--- Recorded information Enclosed Below ---

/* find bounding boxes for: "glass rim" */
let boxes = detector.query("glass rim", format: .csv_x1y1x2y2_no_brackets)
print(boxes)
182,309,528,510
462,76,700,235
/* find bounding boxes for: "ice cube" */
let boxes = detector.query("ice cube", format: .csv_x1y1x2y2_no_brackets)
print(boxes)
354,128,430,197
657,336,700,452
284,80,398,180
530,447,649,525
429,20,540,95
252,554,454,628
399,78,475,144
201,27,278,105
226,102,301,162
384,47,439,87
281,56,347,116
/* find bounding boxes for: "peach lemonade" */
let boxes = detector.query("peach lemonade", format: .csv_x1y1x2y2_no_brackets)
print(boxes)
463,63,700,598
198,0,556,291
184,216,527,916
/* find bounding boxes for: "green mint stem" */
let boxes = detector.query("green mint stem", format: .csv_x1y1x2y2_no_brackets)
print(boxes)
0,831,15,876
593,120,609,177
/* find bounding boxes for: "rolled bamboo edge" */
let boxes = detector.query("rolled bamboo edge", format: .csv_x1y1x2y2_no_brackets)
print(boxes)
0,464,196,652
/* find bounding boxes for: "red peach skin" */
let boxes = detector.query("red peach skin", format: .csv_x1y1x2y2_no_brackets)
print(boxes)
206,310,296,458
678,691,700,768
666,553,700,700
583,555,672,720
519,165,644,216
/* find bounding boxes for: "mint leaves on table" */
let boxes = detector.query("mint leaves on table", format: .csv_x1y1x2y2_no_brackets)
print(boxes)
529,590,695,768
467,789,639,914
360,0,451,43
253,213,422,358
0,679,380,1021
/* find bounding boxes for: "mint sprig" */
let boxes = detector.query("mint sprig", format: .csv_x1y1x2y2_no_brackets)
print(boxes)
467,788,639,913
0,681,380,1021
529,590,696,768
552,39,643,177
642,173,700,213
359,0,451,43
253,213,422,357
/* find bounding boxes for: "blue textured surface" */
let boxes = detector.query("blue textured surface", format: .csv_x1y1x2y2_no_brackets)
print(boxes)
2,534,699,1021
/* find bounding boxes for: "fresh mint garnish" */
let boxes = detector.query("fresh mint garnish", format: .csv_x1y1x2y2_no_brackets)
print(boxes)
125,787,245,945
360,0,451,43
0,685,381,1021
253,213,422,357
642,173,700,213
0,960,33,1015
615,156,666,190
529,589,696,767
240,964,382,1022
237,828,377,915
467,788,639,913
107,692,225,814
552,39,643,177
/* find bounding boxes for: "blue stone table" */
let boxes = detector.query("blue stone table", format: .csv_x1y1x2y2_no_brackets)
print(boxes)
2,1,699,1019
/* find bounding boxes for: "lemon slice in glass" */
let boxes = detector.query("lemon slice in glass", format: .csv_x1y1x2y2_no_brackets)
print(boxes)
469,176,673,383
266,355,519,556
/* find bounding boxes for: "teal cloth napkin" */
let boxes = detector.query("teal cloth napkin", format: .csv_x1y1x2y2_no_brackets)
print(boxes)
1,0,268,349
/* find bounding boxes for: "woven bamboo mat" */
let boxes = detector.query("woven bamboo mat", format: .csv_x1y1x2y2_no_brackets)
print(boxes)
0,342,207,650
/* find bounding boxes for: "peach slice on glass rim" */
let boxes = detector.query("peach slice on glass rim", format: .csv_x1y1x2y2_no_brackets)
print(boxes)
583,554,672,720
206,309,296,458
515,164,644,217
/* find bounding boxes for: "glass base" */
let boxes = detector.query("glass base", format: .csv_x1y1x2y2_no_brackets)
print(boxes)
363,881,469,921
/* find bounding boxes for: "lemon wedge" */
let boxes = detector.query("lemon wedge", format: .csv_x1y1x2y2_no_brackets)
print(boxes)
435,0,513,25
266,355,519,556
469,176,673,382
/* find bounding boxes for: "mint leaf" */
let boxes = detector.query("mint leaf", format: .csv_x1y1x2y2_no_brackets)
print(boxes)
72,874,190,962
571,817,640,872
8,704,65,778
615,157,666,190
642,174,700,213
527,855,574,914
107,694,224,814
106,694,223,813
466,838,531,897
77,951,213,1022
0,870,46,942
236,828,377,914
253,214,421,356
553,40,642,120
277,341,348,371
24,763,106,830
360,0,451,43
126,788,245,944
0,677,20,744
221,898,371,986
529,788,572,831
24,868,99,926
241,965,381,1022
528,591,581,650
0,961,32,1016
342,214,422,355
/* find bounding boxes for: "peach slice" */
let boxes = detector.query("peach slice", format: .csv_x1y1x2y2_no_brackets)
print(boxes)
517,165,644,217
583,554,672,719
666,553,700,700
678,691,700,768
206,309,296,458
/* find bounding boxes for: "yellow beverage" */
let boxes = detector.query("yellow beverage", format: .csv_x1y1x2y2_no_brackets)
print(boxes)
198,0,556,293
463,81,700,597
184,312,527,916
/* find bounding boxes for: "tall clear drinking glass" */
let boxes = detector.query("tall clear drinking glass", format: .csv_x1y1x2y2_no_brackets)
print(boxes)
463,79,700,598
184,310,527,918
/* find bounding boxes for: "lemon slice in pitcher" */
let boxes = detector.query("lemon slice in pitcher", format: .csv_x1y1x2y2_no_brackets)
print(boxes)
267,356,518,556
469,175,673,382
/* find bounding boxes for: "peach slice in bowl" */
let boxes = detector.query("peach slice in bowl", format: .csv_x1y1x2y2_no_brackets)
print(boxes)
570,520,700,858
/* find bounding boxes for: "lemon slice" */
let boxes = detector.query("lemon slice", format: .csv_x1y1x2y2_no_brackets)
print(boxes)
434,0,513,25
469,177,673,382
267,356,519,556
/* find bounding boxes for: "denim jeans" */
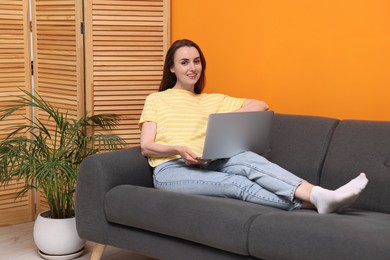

--- End of Enclosed Recorded information ---

■ **Instructions for the task**: Note how many lines in the material hold the word "rolled", and give that number by itself.

■ **Task response**: 2